-- Selected extract follows --
Hi, so I generally actually agree with you and your criticisms of this blog post (in your thread with the author). I think there's something pretty true in the blog post you shared from Joel (true in that it applies to more than just the software world) and looked at some of his more recent posts.

https://www.joelonsoftware.com/2022/12/19/progress-on-the-bl...

This one in particular reads similar to what this comment section is about, it looks like Joel is basically becoming an architecture astronaut himself? Not sure if that's actually an accurate understanding of what his "block protocol" is, but I'm curious to hear from you what you think of that? In the 25 years since that post, has he basically become the thing he once criticized, and is that the result of just becoming a more and more senior/thinker within the industry?

danabramov|1 month ago

Author here! I grew up reading Joel's blog and am familiar with this post. Do you have a more pointed criticism?
-- Selected extract concluded --
-- Information supplied follows --
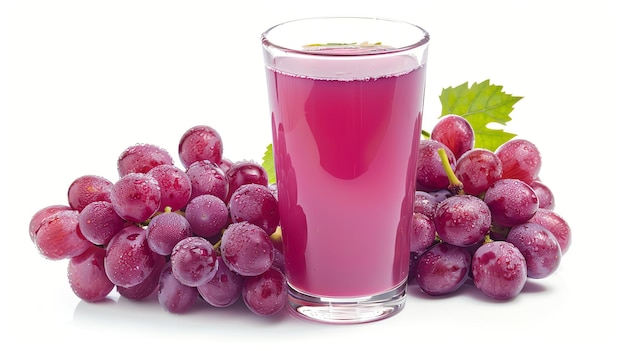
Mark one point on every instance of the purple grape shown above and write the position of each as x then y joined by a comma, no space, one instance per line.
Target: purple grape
98,222
224,289
455,132
422,234
87,277
539,247
245,172
86,189
207,178
247,249
499,270
175,186
544,195
141,158
194,261
40,215
174,296
478,169
462,220
520,160
442,269
128,259
166,230
556,225
255,204
430,172
511,202
200,143
148,285
58,236
207,215
136,197
265,294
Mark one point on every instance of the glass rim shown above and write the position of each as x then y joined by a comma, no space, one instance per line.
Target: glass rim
424,40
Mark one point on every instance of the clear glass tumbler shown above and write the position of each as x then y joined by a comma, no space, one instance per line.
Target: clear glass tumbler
346,97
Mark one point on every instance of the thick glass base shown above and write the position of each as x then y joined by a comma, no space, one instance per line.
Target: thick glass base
347,310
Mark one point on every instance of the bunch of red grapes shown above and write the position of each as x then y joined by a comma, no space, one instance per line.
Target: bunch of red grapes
210,230
482,215
201,232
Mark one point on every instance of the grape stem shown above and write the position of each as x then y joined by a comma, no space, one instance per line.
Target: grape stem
456,186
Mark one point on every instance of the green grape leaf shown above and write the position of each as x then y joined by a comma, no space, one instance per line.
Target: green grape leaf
268,164
482,104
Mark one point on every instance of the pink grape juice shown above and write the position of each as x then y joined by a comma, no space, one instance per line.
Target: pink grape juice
345,151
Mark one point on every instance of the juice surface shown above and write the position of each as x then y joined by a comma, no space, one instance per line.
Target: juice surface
345,152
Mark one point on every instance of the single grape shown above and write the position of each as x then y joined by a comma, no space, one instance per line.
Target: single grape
98,222
255,204
174,296
165,231
520,160
265,294
224,289
129,260
478,169
207,215
194,261
245,172
136,197
40,215
556,224
499,270
455,132
225,164
207,178
141,158
59,236
540,248
544,195
511,202
422,234
462,220
147,286
175,186
200,143
247,249
443,269
87,277
86,189
431,175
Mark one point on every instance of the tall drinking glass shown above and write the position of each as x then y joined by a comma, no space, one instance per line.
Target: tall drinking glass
346,98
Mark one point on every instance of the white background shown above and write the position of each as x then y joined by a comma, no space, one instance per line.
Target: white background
82,80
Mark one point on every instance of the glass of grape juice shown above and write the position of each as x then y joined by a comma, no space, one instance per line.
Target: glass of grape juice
346,98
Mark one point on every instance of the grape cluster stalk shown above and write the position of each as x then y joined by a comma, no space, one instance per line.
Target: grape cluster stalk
207,231
482,216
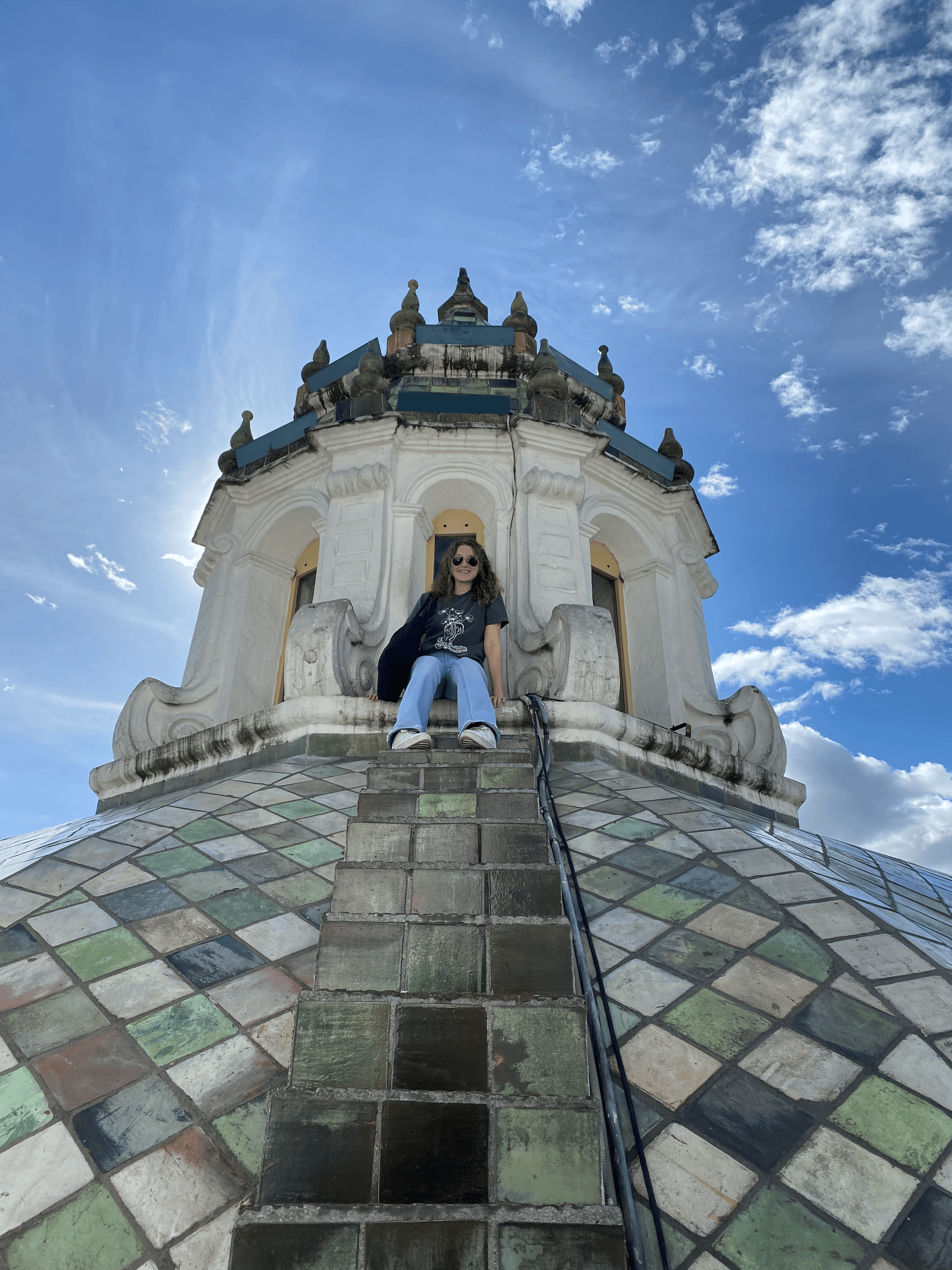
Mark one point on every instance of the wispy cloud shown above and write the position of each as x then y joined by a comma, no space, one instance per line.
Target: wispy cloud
-- Information supplied concluded --
## Problem statement
Reproduce word for word the portion of the forum thread between "Hi, so I generally" and "more recent posts.", inclusive.

## Result
Hi, so I generally actually agree with you and your criticisms of this blog post (in your thread with the author). I think there's something pretty true in the blog post you shared from Joel (true in that it applies to more than just the software world) and looked at some of his more recent posts.